(Dataset entries)
☆ ☆ ☆

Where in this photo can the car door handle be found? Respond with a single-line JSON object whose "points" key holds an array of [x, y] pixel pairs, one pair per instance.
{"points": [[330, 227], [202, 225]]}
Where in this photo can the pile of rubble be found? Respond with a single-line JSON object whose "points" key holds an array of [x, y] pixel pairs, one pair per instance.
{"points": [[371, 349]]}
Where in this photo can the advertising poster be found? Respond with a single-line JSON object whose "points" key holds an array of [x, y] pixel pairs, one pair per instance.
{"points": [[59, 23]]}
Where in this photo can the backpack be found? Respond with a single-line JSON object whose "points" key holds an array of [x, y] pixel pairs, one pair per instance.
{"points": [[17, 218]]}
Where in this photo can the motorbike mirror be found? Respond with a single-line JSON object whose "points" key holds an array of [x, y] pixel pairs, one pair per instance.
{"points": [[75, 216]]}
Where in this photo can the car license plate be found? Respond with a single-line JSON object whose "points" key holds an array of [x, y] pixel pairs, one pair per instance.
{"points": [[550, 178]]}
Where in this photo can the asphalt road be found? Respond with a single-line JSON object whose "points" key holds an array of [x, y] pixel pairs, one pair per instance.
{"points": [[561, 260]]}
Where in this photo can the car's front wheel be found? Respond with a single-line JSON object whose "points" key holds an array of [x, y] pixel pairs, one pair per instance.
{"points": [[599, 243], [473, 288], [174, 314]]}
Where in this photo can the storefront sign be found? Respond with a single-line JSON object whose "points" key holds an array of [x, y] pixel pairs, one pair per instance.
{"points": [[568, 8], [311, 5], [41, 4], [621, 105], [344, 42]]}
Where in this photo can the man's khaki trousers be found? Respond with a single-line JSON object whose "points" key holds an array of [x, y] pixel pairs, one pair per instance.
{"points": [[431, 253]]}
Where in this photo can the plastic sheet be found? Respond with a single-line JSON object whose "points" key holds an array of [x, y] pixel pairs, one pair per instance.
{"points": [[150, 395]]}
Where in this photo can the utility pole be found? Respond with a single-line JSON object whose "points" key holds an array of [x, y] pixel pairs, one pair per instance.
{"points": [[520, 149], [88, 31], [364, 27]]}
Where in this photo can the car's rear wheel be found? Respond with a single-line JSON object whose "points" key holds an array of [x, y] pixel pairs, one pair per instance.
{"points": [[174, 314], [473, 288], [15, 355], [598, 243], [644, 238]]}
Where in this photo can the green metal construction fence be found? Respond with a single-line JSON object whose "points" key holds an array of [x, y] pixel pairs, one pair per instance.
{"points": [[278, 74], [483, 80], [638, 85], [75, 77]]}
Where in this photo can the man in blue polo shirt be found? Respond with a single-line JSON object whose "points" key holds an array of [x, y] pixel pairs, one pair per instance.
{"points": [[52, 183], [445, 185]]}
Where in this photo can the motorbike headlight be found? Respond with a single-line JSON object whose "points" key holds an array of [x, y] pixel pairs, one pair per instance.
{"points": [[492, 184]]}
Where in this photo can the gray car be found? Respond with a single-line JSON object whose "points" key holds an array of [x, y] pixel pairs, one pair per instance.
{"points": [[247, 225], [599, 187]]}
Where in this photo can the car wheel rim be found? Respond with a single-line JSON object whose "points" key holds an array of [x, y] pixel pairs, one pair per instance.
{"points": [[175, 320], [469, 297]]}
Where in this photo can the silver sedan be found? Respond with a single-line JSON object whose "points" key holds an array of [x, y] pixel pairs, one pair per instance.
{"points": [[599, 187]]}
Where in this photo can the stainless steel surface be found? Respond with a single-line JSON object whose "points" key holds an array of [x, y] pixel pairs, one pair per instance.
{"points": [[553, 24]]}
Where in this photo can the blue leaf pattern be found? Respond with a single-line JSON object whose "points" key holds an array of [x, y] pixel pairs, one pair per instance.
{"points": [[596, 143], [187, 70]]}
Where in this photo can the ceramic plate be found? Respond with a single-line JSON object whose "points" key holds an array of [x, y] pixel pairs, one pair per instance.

☆ ☆ ☆

* _Task statement_
Reproduce the entries above in full, verbatim.

* _Output below_
Where in this photo can the car door handle be found? Respond with a single-line JSON object whose "points" key holds an array of [x, y] pixel pairs, one pair per instance.
{"points": [[330, 227], [202, 225]]}
Where in this photo can the pile of rubble be found? Respond with a single-line JSON object whose "points" key holds an array of [x, y] pixel pairs, one pair per instance.
{"points": [[371, 349]]}
Where in this photo can the advertising poster be found? Respond with a single-line JSON object whose "points" key holds an array of [x, y] pixel pairs, one pair per instance.
{"points": [[59, 23]]}
Where in this photo can the backpack be found? Respond with a single-line JSON object whose "points" key holds an array of [x, y] pixel pairs, one pair per instance.
{"points": [[17, 218]]}
Where in this photo can the motorbike mirror be found? Respond with a single-line JSON object whose "points" key holds an array of [x, y] pixel pairs, one pair per instance.
{"points": [[75, 216]]}
Where in this photo can the car license plate be found? Respond with a single-line JSON object whose "points" key holds an array of [x, y] pixel pairs, one pair per instance.
{"points": [[550, 178]]}
Where in this photo can the asphalt road be found? Respond with a single-line JSON object whose "points" key holds an array of [x, y] pixel pairs, one pair per instance.
{"points": [[561, 260]]}
Where in this photo can the car's front wheel be found? Respond with a single-line JSON object whose "points" key holds an array of [x, y] pixel pairs, one pair per instance.
{"points": [[599, 243], [473, 288], [174, 314]]}
Where in this photo can the storefront sign be found? Respond with a single-line JSON object whose "points" key holds an array of [x, y] pixel pairs, one pair per instance.
{"points": [[568, 8], [311, 5], [41, 4], [621, 105], [344, 42]]}
Where in this photo can the man's khaki trousers be found? Respond with a single-line JSON object whose "points" key holds an array of [x, y] pixel pairs, one pair per instance.
{"points": [[431, 253]]}
Where in this photo can the plastic sheet be found? Respond with a single-line JSON object whose "points" key holds an array of [x, y] pixel pairs, one pair per instance.
{"points": [[150, 395]]}
Where in this photo can the utility pole be found? Respond with a single-line JSON object whose "points" key holds an array of [x, y] pixel pairs, one pair per instance.
{"points": [[520, 149], [88, 31], [364, 27]]}
Where in this photo can the car's rear wheel be found? Respond with a single-line JSON object whose "points" key holds an array of [x, y] pixel pairs, one pair per instance.
{"points": [[174, 314], [473, 288], [15, 355], [598, 243], [644, 238]]}
Where in this photo can the green metal construction fence be found? Respond with a single-line JSON object whose "points" key holds an array of [x, y] pixel pairs, one pair per instance.
{"points": [[278, 74], [483, 80], [638, 85], [75, 77]]}
Where in this photo can the man in blue polo shirt be found? Respond with a single-line JSON object whose "points" key holds an array of [x, y] pixel pairs, one pair per instance.
{"points": [[52, 183], [445, 185]]}
Where in this photo can the motorbike headlight be found? Respond with a single-line JSON object whose "points" key holds an array of [x, y] pixel pairs, one pair per instance.
{"points": [[492, 184]]}
Where in this photo can the gray car be found? Respond with a single-line JSON object whose "points" key holds an array of [x, y] pixel pairs, one pair per instance.
{"points": [[247, 225], [599, 187]]}
Where in this photo can the car wheel rim be found? Respond with a single-line JSON object whose "points" key holds an array of [x, y] pixel pairs, one pair per instance.
{"points": [[175, 320], [469, 297]]}
Where in this photo can the silver sedan be found? Respond with a single-line JSON object whose "points" key holds an array of [x, y] pixel pairs, one pair per instance.
{"points": [[599, 187]]}
Where in this photo can the stainless steel surface be found? Respond with a single-line JSON object whose "points" key holds an array of [x, y] pixel pairs, one pair per instance.
{"points": [[553, 24]]}
Where in this photo can the blue leaf pattern be found? Respond with a single-line JSON object whose "points" key holds an array of [x, y] pixel pairs, one pair per instance.
{"points": [[596, 143], [187, 70]]}
Where in this photo can the ceramic plate be found? Respond with a single-line JSON object whose "points" key holds an array of [x, y] pixel pairs, one pair per instance.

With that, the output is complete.